Required task — Please carry on the blog post about living a surreal life from its final sentence, keeping the same first-person voice.

Quoted passage —
•••••

Friday, August 13, 2010

Looking Back Part 3 - The Surreal Life


Originally written
Wednesday, August 1, 2007


More of a window into my brain these days. Warning - beware - it is a strange place to be.

What a surreal life we are living right now. I know there are many who have walked this path before me and many who will walk it after me, but somehow when it is your turn it feels as if there is no way you can possibly walk through it. Then you look down and somehow your feet are moving and things are progressing. Stranger still is that I hear things being said and respond appropriately on the outside, but on the inside it is like that scene from the Matrix where the bullets are floating all around Neo but he isn’t touched by them in a bizarre slow motion. The words just linger there too large to be ingested. Too foreign to be understood. And then suddenly in a flash everything is at warp speed again.

•••••

Items stored in a collection
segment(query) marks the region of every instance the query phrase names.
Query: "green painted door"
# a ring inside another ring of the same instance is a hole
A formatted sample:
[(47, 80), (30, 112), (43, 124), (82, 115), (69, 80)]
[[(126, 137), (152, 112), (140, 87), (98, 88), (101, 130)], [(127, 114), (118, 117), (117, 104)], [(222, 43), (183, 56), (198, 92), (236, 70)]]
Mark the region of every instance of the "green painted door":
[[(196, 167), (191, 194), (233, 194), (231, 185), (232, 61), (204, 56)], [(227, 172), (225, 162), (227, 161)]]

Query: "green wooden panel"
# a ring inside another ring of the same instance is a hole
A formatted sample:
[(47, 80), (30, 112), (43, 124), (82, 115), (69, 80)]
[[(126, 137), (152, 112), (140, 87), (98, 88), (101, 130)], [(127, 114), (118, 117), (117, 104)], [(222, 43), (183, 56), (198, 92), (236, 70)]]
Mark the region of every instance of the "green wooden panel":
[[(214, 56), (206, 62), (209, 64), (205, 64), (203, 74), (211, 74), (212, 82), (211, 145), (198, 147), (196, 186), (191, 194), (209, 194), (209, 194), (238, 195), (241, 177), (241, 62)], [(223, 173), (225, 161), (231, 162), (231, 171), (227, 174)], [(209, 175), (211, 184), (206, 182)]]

•••••

Exercise output —
“You need to call the funeral home to prepare for arrangements, would you like a flag or no flag, open or closed casket? His bowels may be obstructed and this is what we need YOU to do. He will either have a heart attack or drown. It could be days or months. Does he have life insurance? Where is his will? Do you want a DNR......” And on and on the words get spoken and linger out there till suddenly there’s a phone call and ....

“You’ve missed swim lessons, Are you coming to Bible Study? The sherriffs department would love a donation...” - “Real life” continues around me. I have two sweet girls who still need to be bathed, read to, and taught how to subtract, how to add three yellow bears and two green bears to make five bears in all. There is chicken on the counter that was destined to be lightly fried and drenched be a lovely lemon caper sauce with a side of sauteed asparagus, but instead gets moved back to the frig and replaced by turkey, chips and cereal. I have a sweet husband who verbalizes his great love of turkey sandwiches. Life – the normal one – desperately wants to continue on while the surreal one builds into the tornadic like state. All the pieces of the storm are coming together and I can’t stop it. I just stand and watch as cloud after cloud forms.


Yesterday a “well-meaning” person thought it was the right time to look at me and with an ever-so-accusing tone ask, “Why are you still bringing him to dialysis?” On the outside I stammered around with words like, “well I am just taking this one day at a time and doing the best I can and he says he still wants to come.” Inside my head was a much sharper conversation that went like this:
“Why are you still bringing him?”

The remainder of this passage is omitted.